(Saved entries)
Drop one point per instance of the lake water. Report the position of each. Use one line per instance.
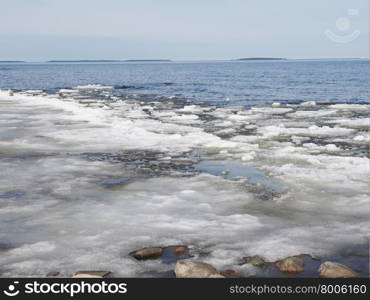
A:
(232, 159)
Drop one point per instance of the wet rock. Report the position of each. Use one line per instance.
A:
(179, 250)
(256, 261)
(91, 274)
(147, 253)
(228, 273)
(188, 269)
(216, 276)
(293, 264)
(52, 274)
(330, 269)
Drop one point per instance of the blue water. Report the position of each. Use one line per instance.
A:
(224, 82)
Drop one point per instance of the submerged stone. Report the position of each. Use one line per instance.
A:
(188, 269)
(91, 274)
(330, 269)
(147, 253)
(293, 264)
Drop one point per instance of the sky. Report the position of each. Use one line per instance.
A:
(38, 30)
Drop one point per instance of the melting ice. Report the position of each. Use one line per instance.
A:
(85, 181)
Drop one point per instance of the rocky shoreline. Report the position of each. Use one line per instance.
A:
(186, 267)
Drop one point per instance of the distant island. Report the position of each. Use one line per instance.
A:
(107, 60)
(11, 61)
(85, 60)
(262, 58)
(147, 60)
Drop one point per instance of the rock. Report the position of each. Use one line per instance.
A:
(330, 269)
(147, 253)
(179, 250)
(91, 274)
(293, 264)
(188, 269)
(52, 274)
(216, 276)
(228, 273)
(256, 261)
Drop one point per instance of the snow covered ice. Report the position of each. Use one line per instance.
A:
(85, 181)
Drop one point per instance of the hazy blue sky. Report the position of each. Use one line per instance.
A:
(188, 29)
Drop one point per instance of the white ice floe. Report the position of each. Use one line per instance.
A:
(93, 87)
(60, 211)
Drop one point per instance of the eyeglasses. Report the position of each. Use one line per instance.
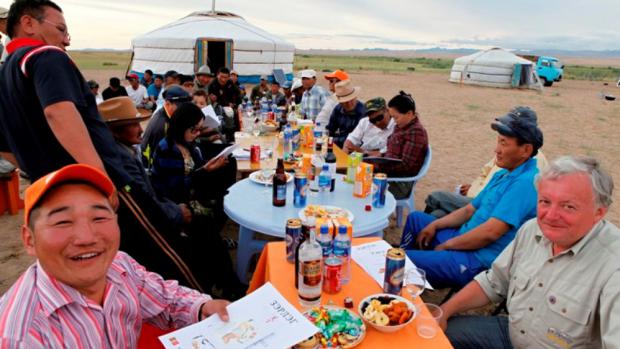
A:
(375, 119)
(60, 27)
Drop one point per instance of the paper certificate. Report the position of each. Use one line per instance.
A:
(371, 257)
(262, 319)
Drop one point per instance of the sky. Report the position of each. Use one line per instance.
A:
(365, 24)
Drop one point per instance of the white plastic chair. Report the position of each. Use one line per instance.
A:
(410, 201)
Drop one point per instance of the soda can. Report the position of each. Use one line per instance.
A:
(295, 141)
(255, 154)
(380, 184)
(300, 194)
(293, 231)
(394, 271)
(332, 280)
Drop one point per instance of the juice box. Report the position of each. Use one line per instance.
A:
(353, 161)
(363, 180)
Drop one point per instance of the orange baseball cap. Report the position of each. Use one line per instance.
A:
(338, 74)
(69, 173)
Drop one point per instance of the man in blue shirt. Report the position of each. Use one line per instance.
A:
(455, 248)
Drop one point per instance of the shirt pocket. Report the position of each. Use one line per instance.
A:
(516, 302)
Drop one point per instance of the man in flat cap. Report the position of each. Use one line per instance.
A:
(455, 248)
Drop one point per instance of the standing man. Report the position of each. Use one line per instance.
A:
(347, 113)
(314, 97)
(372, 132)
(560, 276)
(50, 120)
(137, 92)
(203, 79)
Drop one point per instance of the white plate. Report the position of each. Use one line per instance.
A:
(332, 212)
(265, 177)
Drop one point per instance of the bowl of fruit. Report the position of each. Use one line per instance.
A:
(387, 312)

--

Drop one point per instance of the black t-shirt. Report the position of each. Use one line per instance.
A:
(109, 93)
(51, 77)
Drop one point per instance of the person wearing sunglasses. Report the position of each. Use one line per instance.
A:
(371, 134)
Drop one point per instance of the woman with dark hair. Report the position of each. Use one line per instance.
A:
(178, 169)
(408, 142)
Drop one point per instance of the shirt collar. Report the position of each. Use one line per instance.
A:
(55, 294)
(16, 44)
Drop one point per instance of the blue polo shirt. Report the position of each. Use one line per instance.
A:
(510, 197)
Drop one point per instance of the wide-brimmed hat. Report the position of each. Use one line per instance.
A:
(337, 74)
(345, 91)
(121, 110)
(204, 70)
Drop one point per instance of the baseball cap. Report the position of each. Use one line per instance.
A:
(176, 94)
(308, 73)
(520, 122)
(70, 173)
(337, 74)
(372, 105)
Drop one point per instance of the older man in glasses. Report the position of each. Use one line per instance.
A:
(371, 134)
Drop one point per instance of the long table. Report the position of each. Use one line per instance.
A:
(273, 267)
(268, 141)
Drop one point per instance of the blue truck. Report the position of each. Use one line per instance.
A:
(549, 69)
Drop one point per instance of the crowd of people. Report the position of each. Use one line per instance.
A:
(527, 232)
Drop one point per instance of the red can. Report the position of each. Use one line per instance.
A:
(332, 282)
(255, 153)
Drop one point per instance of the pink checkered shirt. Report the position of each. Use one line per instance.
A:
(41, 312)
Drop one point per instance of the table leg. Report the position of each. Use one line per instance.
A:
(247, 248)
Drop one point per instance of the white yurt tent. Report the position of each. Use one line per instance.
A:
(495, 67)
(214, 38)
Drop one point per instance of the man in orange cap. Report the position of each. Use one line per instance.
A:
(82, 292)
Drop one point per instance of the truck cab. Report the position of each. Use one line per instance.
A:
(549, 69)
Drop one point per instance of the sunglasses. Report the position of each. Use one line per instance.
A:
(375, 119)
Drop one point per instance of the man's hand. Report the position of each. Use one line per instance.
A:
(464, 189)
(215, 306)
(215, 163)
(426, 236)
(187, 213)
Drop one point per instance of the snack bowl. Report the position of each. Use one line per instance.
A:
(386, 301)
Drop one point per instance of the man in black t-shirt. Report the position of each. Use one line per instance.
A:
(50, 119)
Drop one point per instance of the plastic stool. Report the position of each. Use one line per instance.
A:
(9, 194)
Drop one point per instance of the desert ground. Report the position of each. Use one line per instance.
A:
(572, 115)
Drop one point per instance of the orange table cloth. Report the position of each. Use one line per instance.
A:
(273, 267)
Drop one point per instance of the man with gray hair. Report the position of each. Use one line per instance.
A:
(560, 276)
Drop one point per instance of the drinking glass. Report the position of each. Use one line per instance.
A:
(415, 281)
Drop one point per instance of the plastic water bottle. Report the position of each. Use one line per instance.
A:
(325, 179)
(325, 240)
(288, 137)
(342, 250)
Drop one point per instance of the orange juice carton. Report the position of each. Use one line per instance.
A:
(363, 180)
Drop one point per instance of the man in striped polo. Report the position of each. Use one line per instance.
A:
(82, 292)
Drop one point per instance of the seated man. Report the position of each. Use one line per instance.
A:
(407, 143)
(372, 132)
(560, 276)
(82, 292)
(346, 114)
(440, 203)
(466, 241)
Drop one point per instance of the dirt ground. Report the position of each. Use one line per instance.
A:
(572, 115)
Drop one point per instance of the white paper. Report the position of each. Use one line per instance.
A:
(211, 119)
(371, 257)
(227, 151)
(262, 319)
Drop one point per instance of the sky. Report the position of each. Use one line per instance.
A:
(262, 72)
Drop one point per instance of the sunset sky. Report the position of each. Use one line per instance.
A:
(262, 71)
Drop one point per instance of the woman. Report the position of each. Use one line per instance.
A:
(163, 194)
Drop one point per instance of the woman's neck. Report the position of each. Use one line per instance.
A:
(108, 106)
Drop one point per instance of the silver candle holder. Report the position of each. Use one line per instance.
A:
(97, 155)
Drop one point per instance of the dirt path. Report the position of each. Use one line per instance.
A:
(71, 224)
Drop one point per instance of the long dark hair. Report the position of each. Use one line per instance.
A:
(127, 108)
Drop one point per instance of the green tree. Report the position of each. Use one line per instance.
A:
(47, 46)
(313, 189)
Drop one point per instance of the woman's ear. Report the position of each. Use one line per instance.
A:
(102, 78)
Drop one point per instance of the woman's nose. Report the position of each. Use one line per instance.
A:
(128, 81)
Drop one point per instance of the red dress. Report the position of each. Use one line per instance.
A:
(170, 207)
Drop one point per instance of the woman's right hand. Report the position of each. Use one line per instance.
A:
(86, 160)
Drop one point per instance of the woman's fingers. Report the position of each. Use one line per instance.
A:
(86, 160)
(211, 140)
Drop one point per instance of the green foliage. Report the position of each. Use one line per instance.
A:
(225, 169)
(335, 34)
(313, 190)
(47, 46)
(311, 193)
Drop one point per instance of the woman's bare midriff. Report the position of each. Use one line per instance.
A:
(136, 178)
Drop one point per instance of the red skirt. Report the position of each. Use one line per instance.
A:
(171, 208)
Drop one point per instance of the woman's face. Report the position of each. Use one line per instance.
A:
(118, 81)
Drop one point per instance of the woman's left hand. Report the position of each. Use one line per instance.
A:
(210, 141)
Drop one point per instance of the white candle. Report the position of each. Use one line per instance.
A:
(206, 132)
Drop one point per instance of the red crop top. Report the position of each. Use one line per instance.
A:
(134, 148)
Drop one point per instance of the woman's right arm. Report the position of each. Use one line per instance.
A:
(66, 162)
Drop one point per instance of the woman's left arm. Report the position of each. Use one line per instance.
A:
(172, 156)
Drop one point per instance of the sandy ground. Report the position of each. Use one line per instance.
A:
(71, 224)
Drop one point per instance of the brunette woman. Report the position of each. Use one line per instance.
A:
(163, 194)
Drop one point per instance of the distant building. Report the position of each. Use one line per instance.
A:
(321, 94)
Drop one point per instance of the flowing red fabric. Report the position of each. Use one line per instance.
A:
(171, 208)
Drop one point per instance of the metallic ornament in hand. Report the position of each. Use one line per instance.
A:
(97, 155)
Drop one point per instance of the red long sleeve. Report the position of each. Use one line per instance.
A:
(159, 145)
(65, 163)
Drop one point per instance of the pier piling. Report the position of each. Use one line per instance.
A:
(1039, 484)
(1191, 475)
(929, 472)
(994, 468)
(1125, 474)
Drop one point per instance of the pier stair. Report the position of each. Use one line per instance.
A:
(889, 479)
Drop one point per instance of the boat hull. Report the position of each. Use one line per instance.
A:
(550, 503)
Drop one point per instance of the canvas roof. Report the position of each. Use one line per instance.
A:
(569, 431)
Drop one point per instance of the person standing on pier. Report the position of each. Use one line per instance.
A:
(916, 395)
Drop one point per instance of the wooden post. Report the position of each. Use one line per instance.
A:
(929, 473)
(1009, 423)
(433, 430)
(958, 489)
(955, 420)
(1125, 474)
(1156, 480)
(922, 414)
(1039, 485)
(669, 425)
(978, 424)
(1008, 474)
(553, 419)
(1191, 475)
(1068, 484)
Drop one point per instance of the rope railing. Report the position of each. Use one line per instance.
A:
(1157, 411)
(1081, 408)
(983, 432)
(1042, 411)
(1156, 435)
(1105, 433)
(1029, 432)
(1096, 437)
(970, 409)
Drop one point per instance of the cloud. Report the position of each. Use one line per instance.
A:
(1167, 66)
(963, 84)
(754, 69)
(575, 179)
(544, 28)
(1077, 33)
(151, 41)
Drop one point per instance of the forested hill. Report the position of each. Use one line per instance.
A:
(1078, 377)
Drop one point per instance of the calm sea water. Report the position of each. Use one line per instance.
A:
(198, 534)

==

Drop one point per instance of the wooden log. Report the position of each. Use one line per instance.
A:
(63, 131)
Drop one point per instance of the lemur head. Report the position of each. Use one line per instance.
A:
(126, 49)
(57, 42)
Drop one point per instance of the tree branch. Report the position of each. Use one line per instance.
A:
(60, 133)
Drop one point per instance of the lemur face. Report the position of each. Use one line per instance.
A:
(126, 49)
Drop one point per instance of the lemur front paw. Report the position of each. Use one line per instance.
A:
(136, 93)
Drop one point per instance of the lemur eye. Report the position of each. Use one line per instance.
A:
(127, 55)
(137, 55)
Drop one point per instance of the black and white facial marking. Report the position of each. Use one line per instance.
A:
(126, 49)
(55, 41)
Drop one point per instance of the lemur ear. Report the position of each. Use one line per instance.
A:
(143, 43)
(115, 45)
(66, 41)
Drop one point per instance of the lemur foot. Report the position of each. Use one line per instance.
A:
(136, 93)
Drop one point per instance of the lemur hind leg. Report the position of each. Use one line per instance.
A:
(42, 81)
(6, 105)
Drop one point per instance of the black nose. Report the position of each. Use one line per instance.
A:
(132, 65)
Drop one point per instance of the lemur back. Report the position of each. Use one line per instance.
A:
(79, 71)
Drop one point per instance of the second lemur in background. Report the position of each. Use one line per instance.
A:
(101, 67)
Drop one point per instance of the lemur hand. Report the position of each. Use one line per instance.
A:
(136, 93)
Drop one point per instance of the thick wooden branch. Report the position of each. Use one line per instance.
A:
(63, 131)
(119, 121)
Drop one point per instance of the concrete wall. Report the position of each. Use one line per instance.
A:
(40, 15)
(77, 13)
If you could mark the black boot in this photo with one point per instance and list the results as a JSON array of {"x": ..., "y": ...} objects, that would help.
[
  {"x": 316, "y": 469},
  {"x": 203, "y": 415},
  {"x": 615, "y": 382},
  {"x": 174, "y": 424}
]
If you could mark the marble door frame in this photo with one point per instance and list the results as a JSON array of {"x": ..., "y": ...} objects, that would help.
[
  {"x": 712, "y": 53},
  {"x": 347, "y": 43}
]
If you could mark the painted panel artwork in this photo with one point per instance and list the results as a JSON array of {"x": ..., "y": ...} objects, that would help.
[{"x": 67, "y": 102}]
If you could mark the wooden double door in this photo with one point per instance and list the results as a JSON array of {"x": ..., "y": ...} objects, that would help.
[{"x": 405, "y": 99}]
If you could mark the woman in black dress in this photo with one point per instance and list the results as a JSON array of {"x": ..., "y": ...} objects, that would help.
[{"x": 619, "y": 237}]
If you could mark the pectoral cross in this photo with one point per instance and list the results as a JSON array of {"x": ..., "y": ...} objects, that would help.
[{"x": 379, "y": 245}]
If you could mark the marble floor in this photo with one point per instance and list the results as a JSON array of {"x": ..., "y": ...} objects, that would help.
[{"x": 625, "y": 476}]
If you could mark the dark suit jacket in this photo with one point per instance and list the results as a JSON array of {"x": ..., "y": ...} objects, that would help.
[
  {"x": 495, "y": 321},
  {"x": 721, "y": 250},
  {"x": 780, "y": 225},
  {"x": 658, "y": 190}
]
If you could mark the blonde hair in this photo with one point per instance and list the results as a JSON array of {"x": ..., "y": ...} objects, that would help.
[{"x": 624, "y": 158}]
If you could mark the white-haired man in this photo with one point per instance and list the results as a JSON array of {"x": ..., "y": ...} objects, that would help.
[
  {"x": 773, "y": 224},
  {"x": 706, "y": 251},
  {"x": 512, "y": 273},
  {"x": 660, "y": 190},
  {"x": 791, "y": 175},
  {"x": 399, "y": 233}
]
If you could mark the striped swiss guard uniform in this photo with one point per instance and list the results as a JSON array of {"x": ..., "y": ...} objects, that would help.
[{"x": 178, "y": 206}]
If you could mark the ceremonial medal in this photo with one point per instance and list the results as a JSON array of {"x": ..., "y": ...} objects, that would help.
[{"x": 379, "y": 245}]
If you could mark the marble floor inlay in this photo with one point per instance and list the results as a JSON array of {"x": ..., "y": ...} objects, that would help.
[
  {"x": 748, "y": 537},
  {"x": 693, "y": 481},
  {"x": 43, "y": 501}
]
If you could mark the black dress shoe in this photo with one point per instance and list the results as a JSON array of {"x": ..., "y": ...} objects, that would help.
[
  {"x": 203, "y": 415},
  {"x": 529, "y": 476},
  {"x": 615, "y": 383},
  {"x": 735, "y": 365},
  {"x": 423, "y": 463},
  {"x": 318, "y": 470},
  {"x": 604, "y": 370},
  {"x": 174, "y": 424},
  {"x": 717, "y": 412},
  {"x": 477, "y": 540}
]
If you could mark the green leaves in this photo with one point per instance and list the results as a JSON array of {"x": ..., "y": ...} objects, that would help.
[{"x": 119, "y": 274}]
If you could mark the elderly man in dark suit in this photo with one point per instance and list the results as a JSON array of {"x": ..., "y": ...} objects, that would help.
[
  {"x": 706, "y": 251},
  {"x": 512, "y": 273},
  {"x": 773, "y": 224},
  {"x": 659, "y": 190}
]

YOUR INSTRUCTIONS » Copy out only the lines of the records above from the one with "Drop one point per instance of the green foliage." through the one with "Drop one point per instance of the woman's left hand.", exactly as they stand, both included.

OUTPUT FOR THIS TASK »
Drop one point per instance of the green foliage. Report the position of each. Use one line per instance.
A:
(225, 169)
(335, 34)
(313, 190)
(47, 46)
(311, 193)
Drop one point per instance of the woman's bare midriff. Report the position of each. Use one line per instance.
A:
(136, 178)
Drop one point per instance of the red skirt. Report the position of each. Use one line per instance.
A:
(171, 208)
Drop one point per instance of the woman's face. Report the position of each. Use one line per instance.
A:
(118, 81)
Drop one point per instance of the woman's left hand. Report the position of each. Use one line per instance.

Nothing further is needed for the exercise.